## Prompt
Up to and including the line containing "Trace the outline of every instance of the goalie's", retype each line of the listing below exactly, beginning with the first.

[Start of Attachment]

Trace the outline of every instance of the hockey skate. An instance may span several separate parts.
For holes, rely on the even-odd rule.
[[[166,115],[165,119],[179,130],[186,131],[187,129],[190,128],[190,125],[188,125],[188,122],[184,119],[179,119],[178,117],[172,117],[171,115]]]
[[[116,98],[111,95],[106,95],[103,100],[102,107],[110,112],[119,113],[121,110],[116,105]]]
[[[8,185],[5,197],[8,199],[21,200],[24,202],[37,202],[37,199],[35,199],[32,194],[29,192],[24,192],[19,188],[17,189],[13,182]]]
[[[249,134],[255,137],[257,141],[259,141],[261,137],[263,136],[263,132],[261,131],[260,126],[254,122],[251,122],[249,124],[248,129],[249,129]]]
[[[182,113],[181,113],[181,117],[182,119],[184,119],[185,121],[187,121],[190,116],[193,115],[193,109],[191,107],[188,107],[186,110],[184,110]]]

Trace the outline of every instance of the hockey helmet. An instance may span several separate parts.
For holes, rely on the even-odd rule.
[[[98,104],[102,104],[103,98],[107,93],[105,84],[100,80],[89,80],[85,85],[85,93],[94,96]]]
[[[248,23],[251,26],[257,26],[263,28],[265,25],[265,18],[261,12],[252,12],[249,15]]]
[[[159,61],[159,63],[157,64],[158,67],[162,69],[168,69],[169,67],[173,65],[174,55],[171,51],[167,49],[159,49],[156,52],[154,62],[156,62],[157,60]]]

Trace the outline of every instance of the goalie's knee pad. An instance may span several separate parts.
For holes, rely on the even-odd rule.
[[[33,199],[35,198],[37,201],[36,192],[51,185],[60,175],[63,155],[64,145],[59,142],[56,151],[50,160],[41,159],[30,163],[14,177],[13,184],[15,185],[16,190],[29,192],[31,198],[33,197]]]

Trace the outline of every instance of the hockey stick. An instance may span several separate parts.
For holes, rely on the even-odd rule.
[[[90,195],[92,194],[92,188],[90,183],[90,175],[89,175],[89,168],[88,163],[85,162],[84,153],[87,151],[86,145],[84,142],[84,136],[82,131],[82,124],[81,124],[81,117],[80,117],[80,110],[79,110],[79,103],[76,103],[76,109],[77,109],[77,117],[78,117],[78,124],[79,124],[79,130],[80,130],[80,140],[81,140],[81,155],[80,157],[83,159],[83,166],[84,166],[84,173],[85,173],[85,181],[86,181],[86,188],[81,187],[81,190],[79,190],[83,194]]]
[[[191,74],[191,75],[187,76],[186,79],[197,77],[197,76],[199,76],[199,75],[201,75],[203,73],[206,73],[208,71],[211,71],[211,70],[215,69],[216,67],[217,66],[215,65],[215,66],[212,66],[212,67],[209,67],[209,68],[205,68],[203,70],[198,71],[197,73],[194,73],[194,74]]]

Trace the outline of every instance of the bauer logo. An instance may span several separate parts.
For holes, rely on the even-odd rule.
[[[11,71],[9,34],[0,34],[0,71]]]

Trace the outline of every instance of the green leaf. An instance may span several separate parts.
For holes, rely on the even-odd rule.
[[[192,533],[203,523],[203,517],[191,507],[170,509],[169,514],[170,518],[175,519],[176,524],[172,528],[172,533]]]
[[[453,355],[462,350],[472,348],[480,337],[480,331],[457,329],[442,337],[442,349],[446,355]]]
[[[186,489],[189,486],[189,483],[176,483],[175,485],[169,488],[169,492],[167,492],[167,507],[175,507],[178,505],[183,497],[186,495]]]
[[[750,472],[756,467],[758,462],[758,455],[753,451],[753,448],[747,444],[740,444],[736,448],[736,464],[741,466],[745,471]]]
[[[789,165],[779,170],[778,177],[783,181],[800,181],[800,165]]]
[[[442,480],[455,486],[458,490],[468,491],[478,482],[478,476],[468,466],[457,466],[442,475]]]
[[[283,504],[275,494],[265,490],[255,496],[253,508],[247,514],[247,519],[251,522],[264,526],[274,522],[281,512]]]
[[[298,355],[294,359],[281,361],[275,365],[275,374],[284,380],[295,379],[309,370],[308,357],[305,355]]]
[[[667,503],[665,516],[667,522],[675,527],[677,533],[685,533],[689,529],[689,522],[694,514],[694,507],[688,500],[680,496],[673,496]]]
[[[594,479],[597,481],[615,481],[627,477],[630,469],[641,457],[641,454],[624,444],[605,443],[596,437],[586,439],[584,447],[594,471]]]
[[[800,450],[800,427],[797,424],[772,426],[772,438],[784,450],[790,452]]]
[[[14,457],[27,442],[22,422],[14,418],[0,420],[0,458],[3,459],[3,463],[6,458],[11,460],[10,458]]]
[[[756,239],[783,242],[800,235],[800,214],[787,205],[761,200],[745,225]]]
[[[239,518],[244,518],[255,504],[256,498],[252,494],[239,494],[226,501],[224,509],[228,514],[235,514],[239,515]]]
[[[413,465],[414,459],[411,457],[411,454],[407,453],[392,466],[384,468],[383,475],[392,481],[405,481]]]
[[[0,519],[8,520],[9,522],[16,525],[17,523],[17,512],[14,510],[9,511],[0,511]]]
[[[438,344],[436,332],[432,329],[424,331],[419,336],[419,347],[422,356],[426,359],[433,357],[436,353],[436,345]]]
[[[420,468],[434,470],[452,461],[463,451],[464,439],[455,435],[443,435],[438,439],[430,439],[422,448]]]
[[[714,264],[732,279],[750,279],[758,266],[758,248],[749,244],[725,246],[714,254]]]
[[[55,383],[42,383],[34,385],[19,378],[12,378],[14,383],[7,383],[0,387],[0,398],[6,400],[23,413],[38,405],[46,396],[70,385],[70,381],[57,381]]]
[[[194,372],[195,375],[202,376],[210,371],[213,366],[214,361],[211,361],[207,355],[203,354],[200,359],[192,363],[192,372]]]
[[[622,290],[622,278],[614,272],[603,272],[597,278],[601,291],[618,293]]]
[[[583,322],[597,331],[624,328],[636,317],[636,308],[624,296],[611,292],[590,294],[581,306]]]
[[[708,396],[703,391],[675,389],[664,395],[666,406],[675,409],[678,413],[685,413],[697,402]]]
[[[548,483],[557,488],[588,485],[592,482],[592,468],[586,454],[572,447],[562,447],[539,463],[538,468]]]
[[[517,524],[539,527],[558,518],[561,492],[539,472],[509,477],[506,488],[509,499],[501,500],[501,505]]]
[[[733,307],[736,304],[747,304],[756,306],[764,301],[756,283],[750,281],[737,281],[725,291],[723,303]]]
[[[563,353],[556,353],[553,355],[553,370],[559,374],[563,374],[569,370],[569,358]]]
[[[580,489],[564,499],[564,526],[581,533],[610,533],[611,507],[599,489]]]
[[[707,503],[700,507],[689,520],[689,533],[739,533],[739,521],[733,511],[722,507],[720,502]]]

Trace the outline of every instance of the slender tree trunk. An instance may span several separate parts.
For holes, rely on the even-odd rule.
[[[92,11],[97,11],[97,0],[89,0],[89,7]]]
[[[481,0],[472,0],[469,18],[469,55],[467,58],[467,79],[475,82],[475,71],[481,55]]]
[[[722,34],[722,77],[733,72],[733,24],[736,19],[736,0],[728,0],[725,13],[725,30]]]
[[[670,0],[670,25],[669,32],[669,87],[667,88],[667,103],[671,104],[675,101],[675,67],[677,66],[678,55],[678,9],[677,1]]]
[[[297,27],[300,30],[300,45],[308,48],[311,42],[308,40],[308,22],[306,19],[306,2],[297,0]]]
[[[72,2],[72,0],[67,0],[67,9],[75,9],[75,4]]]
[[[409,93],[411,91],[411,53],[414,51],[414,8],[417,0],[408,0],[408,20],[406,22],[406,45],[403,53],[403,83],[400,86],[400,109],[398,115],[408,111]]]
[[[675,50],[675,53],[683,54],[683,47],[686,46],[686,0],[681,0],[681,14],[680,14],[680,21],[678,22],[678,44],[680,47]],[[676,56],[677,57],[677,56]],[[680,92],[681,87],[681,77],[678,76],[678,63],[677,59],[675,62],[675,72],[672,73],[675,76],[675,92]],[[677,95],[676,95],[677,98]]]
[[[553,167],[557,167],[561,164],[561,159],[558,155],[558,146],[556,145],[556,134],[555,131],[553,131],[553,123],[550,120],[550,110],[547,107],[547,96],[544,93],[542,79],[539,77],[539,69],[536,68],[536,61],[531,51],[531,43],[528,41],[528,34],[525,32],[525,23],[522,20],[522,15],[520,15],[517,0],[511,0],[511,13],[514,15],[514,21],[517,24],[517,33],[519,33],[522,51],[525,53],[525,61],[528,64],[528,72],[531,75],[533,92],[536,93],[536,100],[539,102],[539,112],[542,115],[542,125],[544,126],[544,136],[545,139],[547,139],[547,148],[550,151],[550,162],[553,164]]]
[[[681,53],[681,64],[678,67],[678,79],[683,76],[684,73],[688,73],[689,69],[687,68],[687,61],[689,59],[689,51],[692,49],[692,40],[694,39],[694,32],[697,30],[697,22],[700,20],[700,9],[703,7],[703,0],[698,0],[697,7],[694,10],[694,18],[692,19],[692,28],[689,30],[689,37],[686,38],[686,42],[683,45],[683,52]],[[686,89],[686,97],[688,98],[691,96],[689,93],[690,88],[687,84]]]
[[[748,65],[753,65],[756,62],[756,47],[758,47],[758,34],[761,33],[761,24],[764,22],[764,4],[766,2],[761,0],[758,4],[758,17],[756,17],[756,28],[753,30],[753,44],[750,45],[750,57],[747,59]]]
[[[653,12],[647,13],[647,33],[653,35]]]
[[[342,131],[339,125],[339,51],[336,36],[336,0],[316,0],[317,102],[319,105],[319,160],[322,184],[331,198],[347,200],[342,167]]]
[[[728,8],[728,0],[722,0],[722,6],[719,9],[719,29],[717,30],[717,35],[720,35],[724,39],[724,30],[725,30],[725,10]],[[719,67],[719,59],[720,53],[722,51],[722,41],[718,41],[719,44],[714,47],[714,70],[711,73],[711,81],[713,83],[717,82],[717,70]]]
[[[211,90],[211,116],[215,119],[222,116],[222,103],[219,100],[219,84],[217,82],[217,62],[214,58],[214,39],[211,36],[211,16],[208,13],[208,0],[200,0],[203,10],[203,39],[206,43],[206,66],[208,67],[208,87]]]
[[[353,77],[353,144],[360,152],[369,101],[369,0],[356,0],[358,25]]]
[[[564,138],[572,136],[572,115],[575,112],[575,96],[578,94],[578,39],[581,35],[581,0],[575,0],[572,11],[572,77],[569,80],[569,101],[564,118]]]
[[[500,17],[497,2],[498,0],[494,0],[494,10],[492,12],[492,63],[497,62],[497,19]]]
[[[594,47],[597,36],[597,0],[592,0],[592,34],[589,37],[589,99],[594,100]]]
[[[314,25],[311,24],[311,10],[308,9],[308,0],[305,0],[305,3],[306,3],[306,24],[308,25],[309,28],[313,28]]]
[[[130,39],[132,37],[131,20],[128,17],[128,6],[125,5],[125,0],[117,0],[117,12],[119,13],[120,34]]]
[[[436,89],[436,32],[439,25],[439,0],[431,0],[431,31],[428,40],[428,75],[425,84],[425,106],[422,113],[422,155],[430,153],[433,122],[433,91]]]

[End of Attachment]

## Answer area
Trace the outline of every instance of the hockey skate. An instance may span several separate parts.
For holes, rely on the even-odd rule.
[[[166,115],[165,119],[179,130],[186,131],[187,129],[190,128],[190,125],[188,125],[188,122],[184,119],[179,119],[178,117],[172,117],[171,115]]]
[[[116,98],[111,95],[106,95],[103,100],[102,107],[110,112],[119,113],[121,110],[116,105]]]
[[[8,185],[5,197],[8,199],[21,200],[24,202],[37,202],[37,199],[35,199],[32,194],[29,192],[24,192],[19,188],[17,189],[13,182]]]
[[[249,134],[255,137],[257,141],[259,141],[261,137],[263,136],[263,132],[261,131],[260,126],[254,122],[251,122],[249,124],[248,129],[249,129]]]
[[[182,113],[181,113],[181,117],[182,119],[184,119],[185,121],[187,121],[190,116],[193,115],[193,109],[191,107],[188,107],[186,110],[184,110]]]

Trace the outline of every instance of the hockey helmet. An instance may span several separate parts.
For holes, rely on the even-odd rule.
[[[98,104],[102,104],[103,98],[107,93],[105,84],[100,80],[89,80],[85,85],[85,93],[94,96]]]
[[[248,23],[251,26],[257,26],[263,28],[265,25],[265,18],[261,12],[252,12],[249,15]]]
[[[159,61],[159,63],[157,64],[158,67],[162,69],[168,69],[169,67],[173,65],[174,55],[171,51],[167,49],[159,49],[156,52],[154,62],[156,62],[157,60]]]

Trace the outline of every instance of the goalie's knee pad. An instance may span several separate parts.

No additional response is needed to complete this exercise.